Task requirements
Print the lines from the start of the records through the line that contains "left=0, top=330, right=413, bottom=384", including that line, and leave the pictures out of your answer.

====== Raw data

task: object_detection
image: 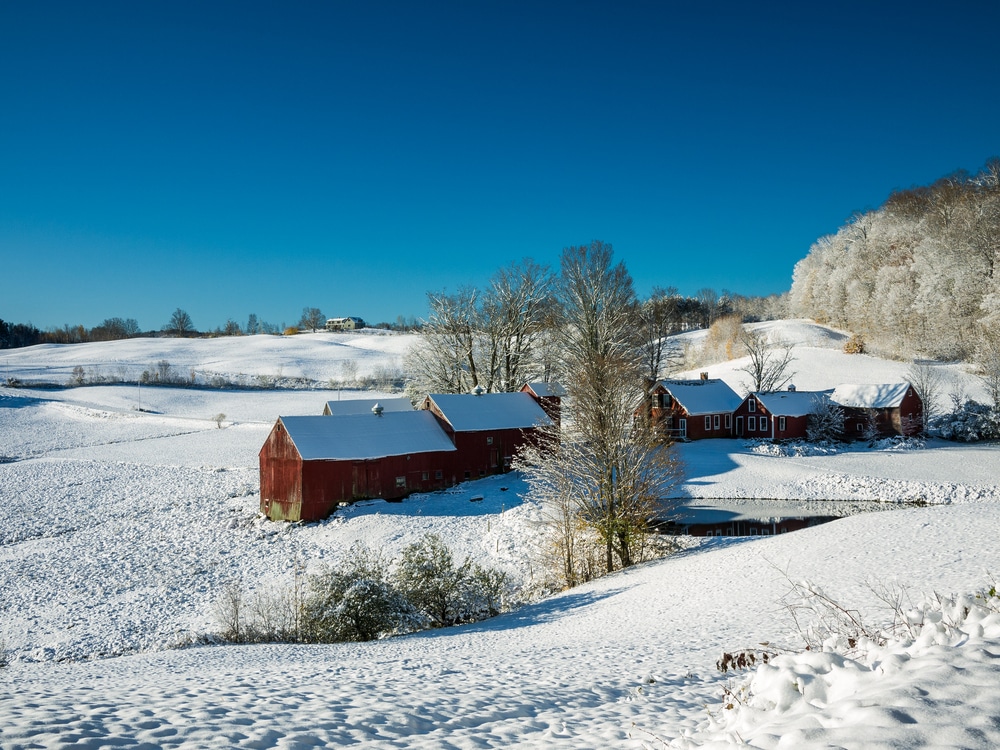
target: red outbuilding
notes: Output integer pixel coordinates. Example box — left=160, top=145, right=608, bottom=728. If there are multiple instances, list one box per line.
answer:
left=421, top=391, right=553, bottom=481
left=733, top=387, right=830, bottom=440
left=260, top=410, right=457, bottom=521
left=830, top=383, right=924, bottom=440
left=649, top=374, right=741, bottom=440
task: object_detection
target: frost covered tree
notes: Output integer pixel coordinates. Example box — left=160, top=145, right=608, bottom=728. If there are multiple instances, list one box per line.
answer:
left=789, top=159, right=1000, bottom=359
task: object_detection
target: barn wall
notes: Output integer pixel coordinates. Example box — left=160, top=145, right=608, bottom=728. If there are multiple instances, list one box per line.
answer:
left=259, top=421, right=302, bottom=521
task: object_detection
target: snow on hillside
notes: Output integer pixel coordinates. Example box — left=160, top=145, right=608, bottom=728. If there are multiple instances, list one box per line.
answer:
left=0, top=321, right=1000, bottom=748
left=674, top=320, right=986, bottom=408
left=0, top=330, right=413, bottom=384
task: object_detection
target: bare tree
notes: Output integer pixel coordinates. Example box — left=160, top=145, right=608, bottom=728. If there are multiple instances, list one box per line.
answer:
left=738, top=328, right=795, bottom=393
left=523, top=242, right=678, bottom=579
left=407, top=287, right=481, bottom=395
left=299, top=307, right=326, bottom=333
left=480, top=258, right=553, bottom=391
left=637, top=287, right=683, bottom=381
left=906, top=360, right=944, bottom=432
left=167, top=307, right=194, bottom=336
left=806, top=395, right=844, bottom=443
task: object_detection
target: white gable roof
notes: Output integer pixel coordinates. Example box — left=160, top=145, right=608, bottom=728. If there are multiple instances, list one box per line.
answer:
left=654, top=380, right=743, bottom=415
left=753, top=391, right=831, bottom=417
left=324, top=396, right=413, bottom=417
left=279, top=411, right=455, bottom=461
left=428, top=393, right=552, bottom=432
left=830, top=383, right=910, bottom=409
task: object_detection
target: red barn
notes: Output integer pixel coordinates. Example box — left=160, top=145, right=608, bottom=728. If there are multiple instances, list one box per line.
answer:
left=421, top=391, right=553, bottom=483
left=734, top=389, right=830, bottom=440
left=650, top=375, right=741, bottom=440
left=259, top=409, right=456, bottom=521
left=830, top=383, right=924, bottom=440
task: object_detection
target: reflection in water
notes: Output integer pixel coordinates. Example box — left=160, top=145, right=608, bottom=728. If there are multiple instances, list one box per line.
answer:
left=654, top=499, right=905, bottom=536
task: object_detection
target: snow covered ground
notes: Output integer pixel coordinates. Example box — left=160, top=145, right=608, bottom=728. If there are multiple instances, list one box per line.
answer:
left=0, top=321, right=1000, bottom=748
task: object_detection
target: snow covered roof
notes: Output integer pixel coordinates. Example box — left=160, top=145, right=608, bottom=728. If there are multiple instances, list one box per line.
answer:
left=279, top=411, right=455, bottom=461
left=830, top=383, right=910, bottom=409
left=427, top=392, right=552, bottom=432
left=654, top=380, right=743, bottom=415
left=753, top=391, right=831, bottom=417
left=527, top=381, right=566, bottom=398
left=323, top=396, right=413, bottom=417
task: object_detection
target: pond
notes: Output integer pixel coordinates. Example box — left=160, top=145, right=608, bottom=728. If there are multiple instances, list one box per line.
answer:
left=654, top=498, right=908, bottom=536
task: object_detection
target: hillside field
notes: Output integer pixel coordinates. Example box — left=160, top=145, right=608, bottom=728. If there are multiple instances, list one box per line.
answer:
left=0, top=321, right=1000, bottom=749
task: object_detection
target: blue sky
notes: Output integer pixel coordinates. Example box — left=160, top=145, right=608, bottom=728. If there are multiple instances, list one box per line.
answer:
left=0, top=0, right=1000, bottom=330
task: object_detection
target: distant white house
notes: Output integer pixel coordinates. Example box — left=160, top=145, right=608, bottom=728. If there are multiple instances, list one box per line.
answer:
left=323, top=396, right=413, bottom=417
left=326, top=317, right=365, bottom=331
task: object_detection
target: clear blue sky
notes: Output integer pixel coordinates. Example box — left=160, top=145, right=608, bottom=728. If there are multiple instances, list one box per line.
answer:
left=0, top=0, right=1000, bottom=330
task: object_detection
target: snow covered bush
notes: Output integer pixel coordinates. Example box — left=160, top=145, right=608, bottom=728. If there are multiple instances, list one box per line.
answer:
left=929, top=399, right=1000, bottom=443
left=302, top=542, right=407, bottom=642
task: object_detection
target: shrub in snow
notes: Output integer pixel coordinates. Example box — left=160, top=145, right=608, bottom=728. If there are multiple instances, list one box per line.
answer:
left=302, top=542, right=407, bottom=642
left=710, top=583, right=1000, bottom=746
left=396, top=534, right=472, bottom=627
left=929, top=399, right=1000, bottom=443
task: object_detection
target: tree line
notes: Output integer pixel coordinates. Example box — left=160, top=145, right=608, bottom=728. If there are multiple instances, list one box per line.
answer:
left=789, top=158, right=1000, bottom=360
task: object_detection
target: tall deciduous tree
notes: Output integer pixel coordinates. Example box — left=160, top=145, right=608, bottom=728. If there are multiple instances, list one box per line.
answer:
left=299, top=307, right=326, bottom=333
left=167, top=307, right=194, bottom=336
left=520, top=242, right=677, bottom=585
left=739, top=328, right=795, bottom=393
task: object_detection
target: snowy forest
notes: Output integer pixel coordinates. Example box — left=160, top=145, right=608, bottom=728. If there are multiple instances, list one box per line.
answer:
left=789, top=158, right=1000, bottom=361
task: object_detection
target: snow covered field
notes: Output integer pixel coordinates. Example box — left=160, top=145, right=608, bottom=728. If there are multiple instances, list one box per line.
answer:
left=0, top=321, right=1000, bottom=748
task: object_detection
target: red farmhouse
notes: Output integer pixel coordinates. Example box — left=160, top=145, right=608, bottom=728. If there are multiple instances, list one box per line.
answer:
left=260, top=410, right=456, bottom=521
left=650, top=375, right=741, bottom=440
left=260, top=386, right=558, bottom=521
left=830, top=383, right=924, bottom=440
left=421, top=392, right=552, bottom=484
left=734, top=389, right=830, bottom=440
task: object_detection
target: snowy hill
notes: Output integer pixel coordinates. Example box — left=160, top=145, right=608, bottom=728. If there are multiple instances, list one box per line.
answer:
left=0, top=321, right=1000, bottom=748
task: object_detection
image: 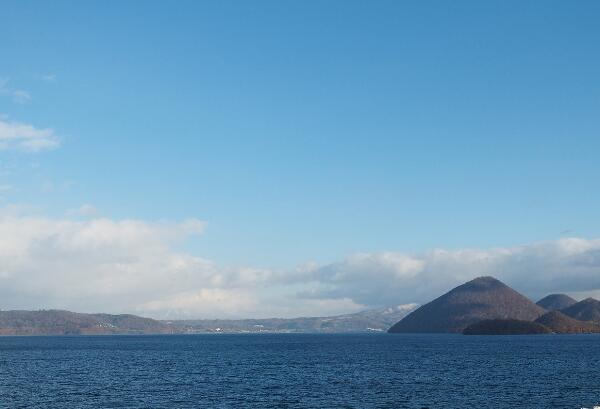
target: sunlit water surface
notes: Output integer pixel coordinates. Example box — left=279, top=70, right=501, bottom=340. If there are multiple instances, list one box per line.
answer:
left=0, top=334, right=600, bottom=409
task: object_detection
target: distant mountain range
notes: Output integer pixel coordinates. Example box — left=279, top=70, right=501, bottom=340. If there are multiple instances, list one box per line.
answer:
left=165, top=304, right=418, bottom=333
left=0, top=277, right=600, bottom=335
left=388, top=277, right=600, bottom=335
left=536, top=294, right=577, bottom=311
left=0, top=304, right=417, bottom=335
left=0, top=310, right=174, bottom=335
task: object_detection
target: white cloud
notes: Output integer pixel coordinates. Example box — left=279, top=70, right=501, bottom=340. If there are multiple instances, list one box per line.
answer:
left=0, top=119, right=59, bottom=152
left=67, top=204, right=98, bottom=217
left=293, top=238, right=600, bottom=305
left=0, top=77, right=31, bottom=104
left=0, top=205, right=600, bottom=318
left=12, top=89, right=31, bottom=104
left=40, top=74, right=56, bottom=82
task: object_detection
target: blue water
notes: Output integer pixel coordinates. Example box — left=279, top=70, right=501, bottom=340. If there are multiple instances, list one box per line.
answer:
left=0, top=334, right=600, bottom=408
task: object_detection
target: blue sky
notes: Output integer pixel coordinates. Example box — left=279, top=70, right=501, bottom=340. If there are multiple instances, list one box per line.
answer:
left=0, top=1, right=600, bottom=318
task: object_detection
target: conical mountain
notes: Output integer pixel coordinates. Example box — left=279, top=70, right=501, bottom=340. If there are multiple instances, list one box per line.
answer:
left=388, top=277, right=545, bottom=333
left=535, top=311, right=600, bottom=334
left=536, top=294, right=577, bottom=311
left=561, top=298, right=600, bottom=322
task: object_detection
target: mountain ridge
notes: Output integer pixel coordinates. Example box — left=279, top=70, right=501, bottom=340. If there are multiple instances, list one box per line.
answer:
left=388, top=276, right=545, bottom=333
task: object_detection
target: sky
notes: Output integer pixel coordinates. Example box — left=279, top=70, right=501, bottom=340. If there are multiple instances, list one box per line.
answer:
left=0, top=0, right=600, bottom=318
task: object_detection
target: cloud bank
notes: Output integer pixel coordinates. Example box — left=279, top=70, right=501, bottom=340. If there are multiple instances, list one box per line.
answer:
left=0, top=119, right=59, bottom=152
left=0, top=207, right=600, bottom=318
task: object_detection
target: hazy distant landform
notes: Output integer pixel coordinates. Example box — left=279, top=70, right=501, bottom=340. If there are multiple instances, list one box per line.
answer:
left=0, top=277, right=600, bottom=335
left=389, top=277, right=600, bottom=335
left=0, top=304, right=417, bottom=335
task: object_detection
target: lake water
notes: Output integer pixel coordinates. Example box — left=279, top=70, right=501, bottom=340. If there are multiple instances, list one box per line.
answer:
left=0, top=334, right=600, bottom=409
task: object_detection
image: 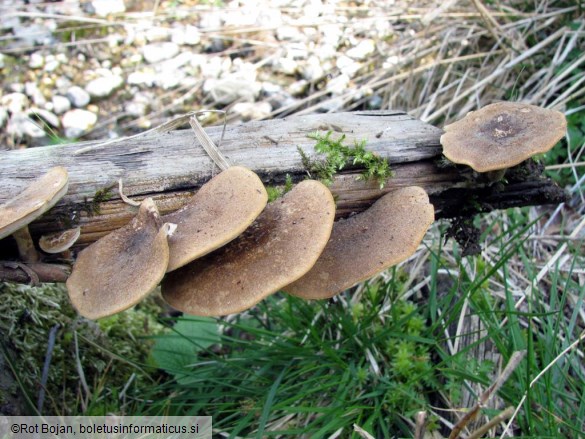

============

Written solution
task: object_detection
image: 
target: red outbuilding
notes: Output integer pixel coordinates. Example box — left=160, top=145, right=608, bottom=728. If there are multiple instances, list one box per line.
answer:
left=421, top=391, right=553, bottom=481
left=733, top=387, right=830, bottom=440
left=260, top=410, right=457, bottom=521
left=830, top=383, right=924, bottom=440
left=649, top=374, right=741, bottom=440
task: object_detection
target: frost covered tree
notes: Output integer pixel coordinates. Example box — left=160, top=145, right=608, bottom=728. If there are multiple instances, list one box per line.
answer:
left=789, top=159, right=1000, bottom=359
task: object_detection
target: barn wall
notes: Output integer pixel coordinates. Example box — left=160, top=145, right=608, bottom=728. If there are multiple instances, list one box per line.
answer:
left=259, top=421, right=302, bottom=521
task: object_detection
target: snow on hillside
notes: Output integer pixel coordinates. Example box — left=160, top=145, right=608, bottom=728. If there are multiple instances, list one box per line.
answer:
left=0, top=321, right=1000, bottom=748
left=674, top=320, right=986, bottom=408
left=0, top=330, right=413, bottom=384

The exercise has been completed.